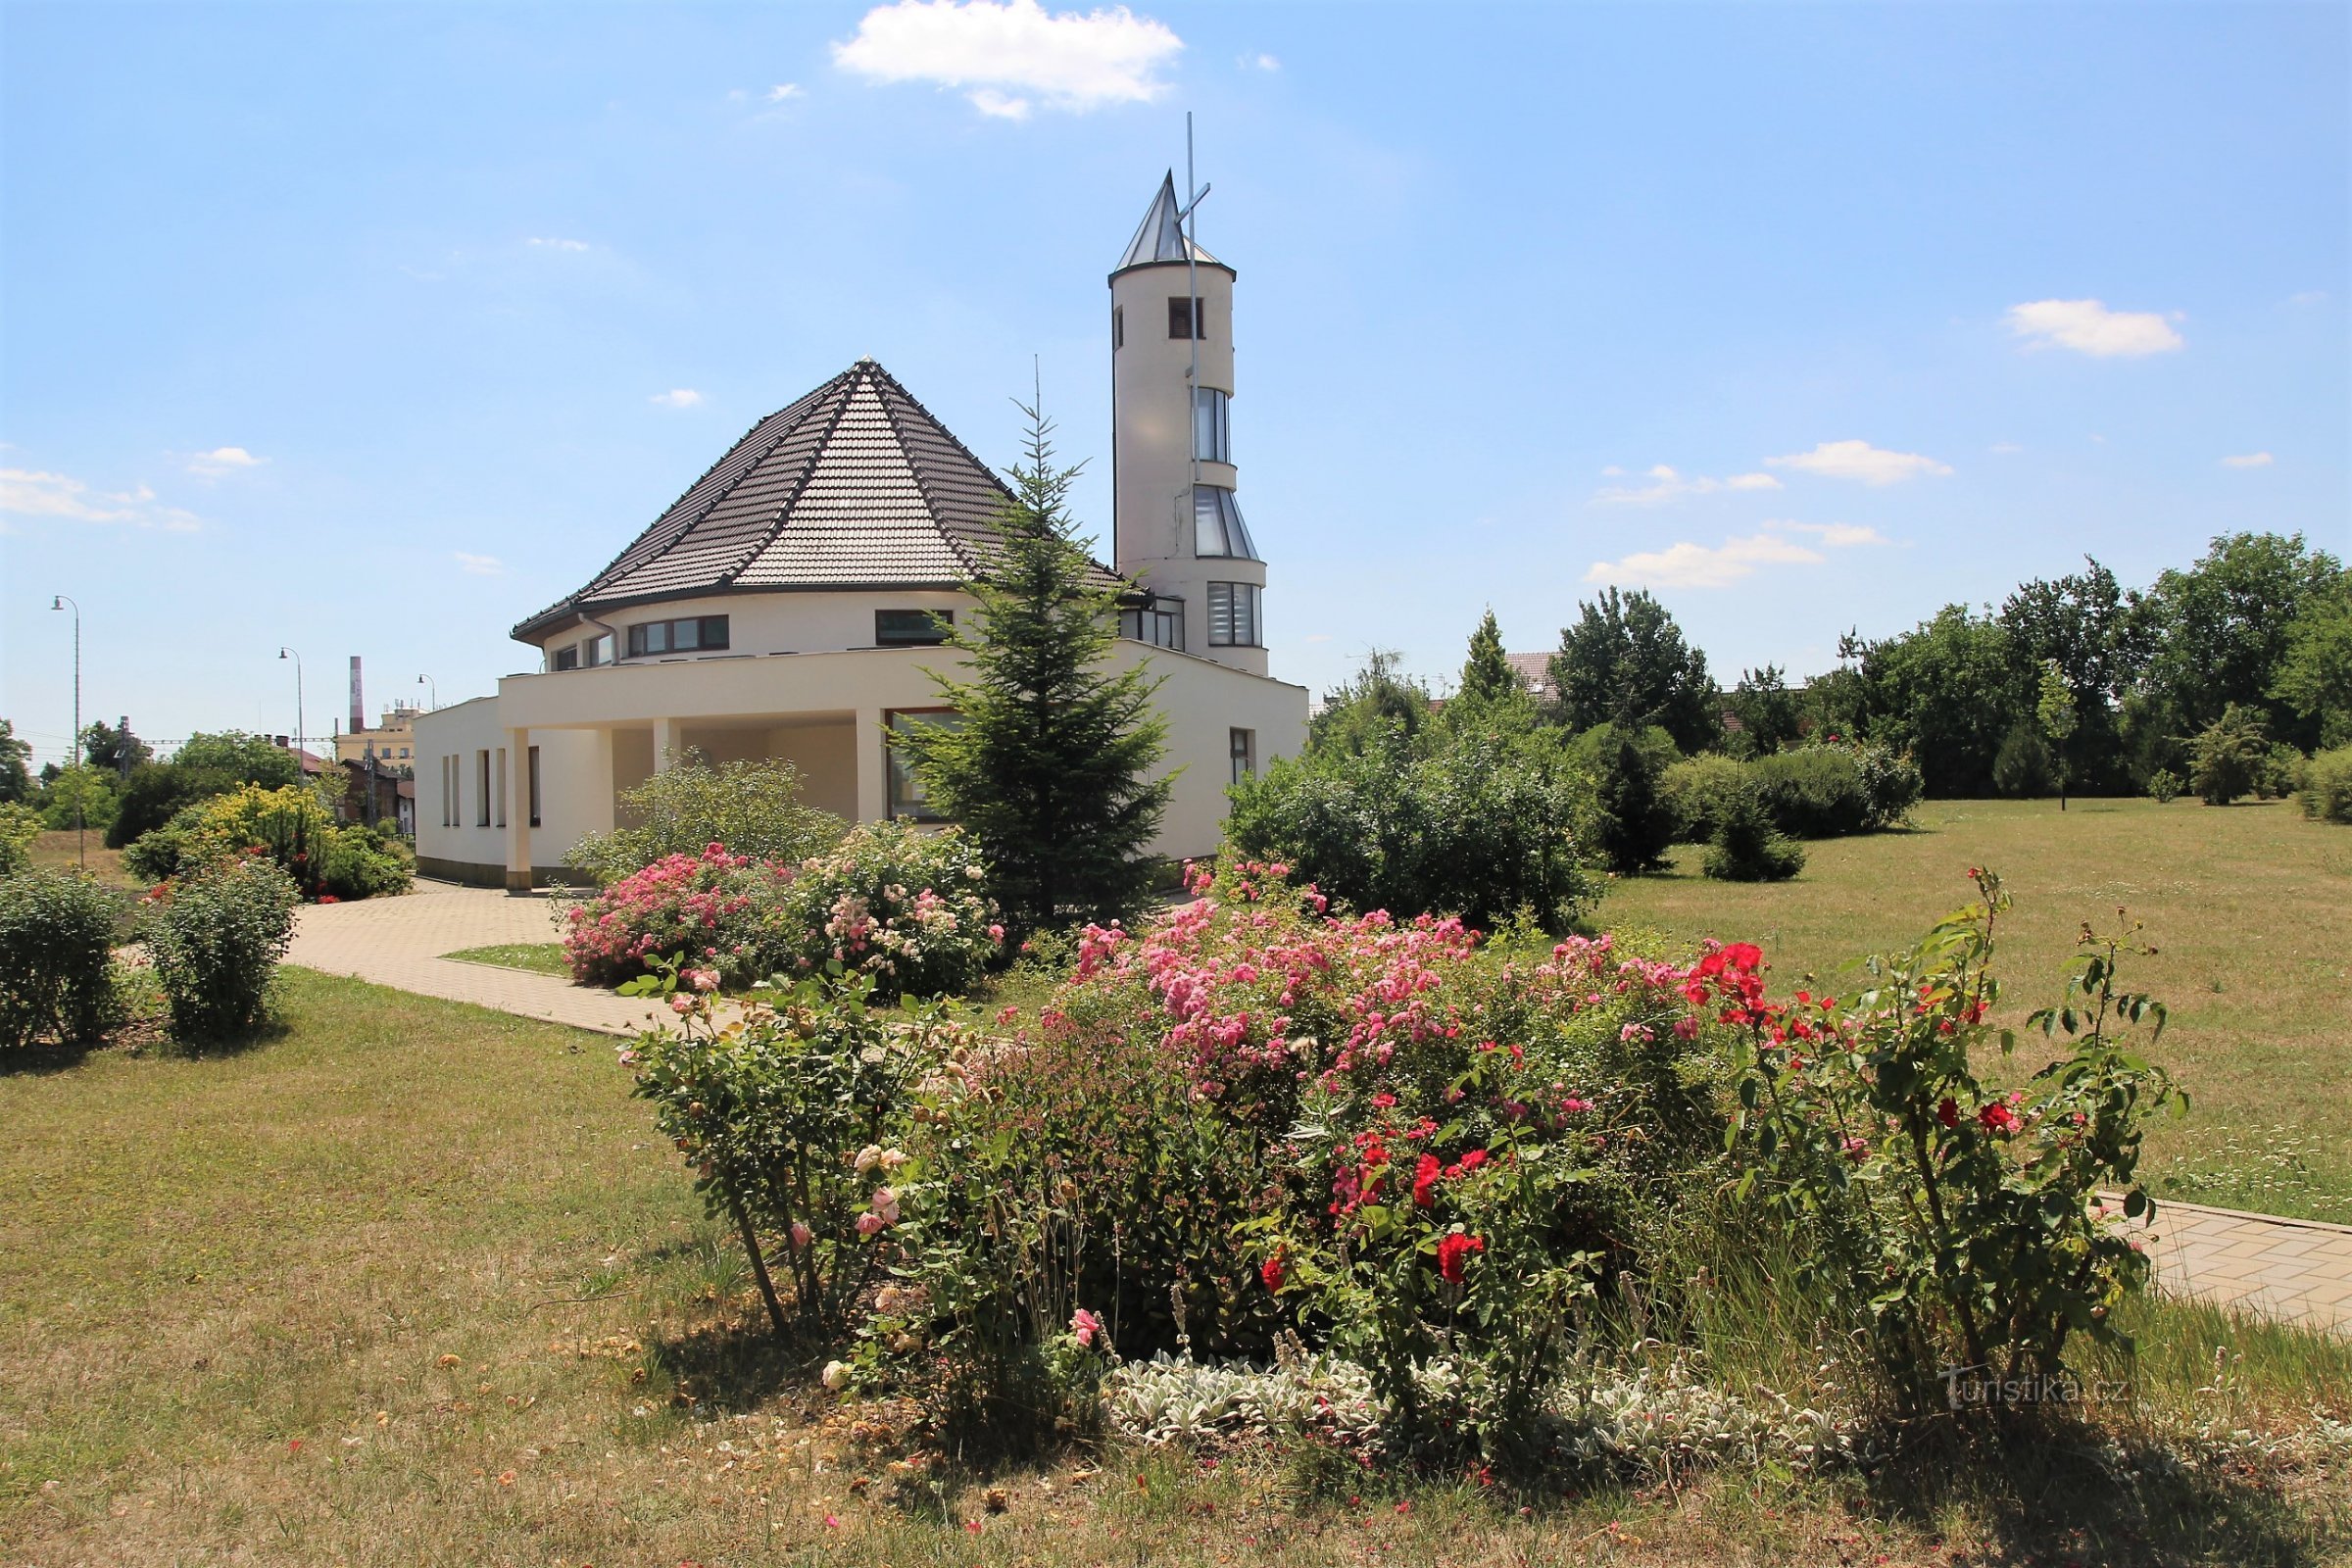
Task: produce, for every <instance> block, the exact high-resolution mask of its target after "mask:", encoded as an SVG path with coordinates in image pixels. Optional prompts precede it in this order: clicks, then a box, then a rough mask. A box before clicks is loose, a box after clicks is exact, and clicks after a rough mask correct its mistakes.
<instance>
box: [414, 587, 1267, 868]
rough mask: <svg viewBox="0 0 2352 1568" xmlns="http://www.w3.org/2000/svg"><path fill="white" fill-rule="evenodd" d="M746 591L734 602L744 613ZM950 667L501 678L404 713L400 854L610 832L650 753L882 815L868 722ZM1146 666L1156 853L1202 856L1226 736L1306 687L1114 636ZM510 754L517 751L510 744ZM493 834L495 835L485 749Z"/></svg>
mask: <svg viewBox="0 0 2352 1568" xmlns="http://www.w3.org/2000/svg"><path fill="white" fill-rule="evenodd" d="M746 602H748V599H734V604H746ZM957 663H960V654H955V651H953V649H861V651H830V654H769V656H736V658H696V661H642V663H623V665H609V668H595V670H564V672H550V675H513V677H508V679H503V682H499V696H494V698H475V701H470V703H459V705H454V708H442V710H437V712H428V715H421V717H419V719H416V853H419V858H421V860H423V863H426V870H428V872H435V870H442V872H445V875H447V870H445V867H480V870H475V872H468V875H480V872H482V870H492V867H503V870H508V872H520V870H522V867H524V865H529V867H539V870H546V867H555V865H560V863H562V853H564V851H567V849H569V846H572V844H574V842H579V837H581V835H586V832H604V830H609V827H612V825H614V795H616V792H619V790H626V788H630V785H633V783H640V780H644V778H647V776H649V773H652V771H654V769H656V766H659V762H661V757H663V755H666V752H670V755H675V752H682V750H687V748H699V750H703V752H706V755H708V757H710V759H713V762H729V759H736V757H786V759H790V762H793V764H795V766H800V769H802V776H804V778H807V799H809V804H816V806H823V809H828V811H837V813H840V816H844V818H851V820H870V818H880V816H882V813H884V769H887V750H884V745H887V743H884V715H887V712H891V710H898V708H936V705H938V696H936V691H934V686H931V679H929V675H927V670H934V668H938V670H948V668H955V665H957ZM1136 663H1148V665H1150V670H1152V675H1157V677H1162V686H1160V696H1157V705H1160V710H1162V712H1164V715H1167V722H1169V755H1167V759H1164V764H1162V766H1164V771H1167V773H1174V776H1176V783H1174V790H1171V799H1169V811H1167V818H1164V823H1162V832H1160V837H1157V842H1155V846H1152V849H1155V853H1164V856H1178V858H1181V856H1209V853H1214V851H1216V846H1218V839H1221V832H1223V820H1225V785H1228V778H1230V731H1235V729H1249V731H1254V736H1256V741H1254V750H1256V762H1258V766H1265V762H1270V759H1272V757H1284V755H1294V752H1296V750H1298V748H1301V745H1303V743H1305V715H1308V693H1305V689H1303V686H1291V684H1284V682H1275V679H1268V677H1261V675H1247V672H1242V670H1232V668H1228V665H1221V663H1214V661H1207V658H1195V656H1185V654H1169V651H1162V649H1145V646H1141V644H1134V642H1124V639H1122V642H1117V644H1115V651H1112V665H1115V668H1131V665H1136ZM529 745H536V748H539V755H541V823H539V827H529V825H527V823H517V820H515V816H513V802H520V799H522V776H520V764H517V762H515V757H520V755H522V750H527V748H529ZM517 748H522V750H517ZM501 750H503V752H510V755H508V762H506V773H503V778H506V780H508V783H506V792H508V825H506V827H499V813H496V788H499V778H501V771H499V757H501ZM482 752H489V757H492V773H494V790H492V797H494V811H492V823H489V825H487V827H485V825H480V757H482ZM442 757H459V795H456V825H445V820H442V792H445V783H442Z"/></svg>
...
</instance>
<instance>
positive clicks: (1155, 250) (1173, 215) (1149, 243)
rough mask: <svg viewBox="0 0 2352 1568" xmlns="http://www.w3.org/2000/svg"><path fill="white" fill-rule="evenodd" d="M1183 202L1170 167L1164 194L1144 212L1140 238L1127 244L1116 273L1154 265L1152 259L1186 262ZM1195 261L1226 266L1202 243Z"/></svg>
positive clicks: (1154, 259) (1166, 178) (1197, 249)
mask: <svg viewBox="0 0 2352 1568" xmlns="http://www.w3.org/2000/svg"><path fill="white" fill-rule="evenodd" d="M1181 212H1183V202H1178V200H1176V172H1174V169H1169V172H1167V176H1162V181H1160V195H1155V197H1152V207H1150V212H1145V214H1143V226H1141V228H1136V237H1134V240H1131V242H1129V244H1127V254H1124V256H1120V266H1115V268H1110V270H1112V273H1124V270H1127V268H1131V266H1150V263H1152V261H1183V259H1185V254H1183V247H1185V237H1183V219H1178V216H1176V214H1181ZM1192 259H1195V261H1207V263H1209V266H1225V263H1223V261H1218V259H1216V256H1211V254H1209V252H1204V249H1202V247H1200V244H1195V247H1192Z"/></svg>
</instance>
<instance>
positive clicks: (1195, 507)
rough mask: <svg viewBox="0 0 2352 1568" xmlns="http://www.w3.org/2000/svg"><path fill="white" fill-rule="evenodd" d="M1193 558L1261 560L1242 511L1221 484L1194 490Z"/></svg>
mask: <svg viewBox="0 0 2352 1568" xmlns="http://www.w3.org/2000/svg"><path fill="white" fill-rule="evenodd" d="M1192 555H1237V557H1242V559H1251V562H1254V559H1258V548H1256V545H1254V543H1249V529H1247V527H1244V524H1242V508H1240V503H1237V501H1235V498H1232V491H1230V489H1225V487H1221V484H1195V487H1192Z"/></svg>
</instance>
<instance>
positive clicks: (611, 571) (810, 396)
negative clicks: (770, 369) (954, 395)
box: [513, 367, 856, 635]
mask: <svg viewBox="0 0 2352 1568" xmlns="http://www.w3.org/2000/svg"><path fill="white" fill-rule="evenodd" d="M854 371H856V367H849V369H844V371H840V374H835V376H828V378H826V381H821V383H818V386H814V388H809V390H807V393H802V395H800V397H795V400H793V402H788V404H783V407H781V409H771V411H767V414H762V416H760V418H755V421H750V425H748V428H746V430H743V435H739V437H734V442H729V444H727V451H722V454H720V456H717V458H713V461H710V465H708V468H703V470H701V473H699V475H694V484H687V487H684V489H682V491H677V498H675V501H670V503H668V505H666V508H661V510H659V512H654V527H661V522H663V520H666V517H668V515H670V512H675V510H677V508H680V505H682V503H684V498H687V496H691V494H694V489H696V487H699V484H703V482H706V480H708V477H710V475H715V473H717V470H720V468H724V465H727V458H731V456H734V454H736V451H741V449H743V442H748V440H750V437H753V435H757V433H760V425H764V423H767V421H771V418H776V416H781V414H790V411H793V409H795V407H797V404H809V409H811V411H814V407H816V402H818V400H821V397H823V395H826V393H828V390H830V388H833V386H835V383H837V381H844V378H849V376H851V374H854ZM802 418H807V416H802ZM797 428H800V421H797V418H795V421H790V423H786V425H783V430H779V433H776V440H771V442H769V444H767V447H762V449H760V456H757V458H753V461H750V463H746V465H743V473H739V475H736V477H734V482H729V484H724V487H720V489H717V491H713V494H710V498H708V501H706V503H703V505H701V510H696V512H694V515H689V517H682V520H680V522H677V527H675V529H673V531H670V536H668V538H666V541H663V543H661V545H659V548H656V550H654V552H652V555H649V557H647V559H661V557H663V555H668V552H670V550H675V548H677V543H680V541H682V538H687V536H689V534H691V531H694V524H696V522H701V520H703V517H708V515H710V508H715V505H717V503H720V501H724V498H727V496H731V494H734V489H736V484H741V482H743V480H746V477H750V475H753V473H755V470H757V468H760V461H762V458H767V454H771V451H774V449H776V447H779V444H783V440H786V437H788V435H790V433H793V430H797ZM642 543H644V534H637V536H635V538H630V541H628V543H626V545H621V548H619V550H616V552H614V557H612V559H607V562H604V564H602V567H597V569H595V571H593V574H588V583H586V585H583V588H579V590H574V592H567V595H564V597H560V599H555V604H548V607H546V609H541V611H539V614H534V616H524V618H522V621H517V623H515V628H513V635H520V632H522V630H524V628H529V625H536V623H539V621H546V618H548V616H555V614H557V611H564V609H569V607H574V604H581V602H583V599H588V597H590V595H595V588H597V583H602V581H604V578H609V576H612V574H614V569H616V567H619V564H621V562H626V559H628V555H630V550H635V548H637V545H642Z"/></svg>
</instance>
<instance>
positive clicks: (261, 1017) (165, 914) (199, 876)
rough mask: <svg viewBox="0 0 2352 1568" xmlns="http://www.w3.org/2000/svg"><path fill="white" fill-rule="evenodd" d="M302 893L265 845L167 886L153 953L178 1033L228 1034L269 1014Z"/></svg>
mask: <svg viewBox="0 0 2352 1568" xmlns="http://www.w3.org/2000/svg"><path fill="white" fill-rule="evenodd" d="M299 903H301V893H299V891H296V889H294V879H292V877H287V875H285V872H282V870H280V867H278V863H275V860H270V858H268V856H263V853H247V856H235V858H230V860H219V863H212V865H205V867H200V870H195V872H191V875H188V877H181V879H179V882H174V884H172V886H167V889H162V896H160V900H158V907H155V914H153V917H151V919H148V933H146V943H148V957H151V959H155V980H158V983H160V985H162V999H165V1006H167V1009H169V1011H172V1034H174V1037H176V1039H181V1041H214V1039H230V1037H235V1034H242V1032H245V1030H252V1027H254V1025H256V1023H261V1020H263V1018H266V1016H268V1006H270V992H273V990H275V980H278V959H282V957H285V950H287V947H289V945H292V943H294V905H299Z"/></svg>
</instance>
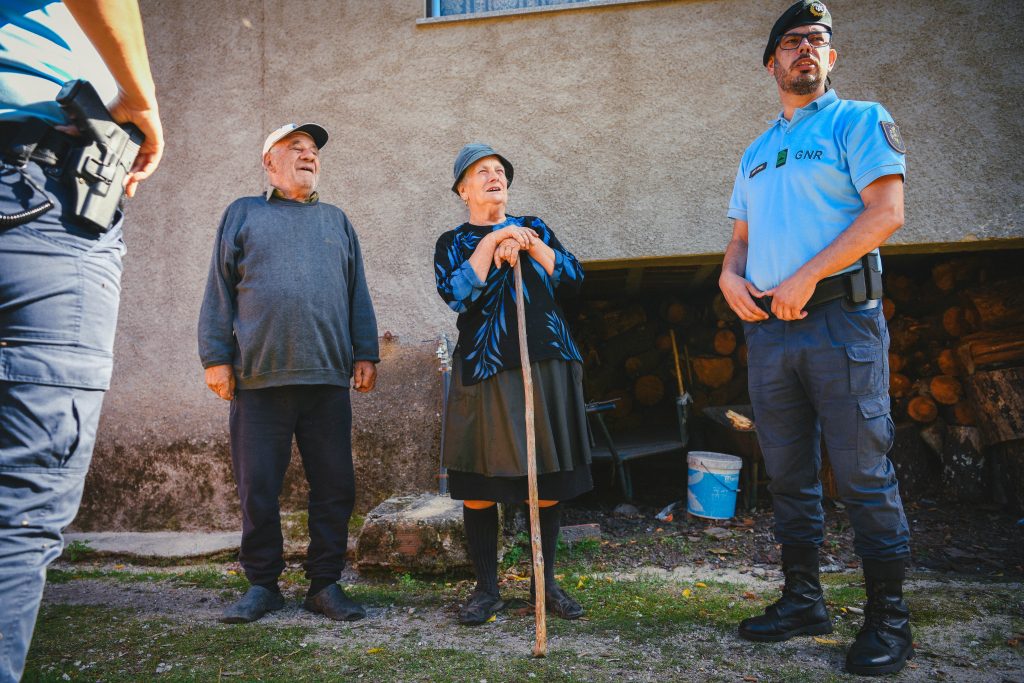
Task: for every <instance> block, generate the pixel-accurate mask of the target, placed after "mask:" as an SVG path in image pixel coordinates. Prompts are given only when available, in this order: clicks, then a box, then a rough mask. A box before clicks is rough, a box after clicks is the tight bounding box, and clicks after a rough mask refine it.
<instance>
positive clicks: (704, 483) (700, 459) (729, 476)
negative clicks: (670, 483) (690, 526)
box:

Work instruction: The task calls for every line of the material that contains the string "coordinates".

Output of the exercise:
Task: produce, for every <instance> block, the exact high-resolution mask of its target after "mask:", encoded as an SVG path with coordinates in image pixels. Optional prompts precede it in this order: clicks, then a box, then a rough mask. A box before clicks is loose, a box after clicks is exact, and clicks after a rough mask correct its mistakes.
Task: for every <instance> block, generate the pixel-accurate mask of the target, placed after "mask:" as an SVG path in image pixel coordinates. Prompts are given only when available, in this order: clicks, then a box, then a rough mask. A box before clicks is rough, a box after clicks is the tight bounding box, and clicks after a rough mask refine it.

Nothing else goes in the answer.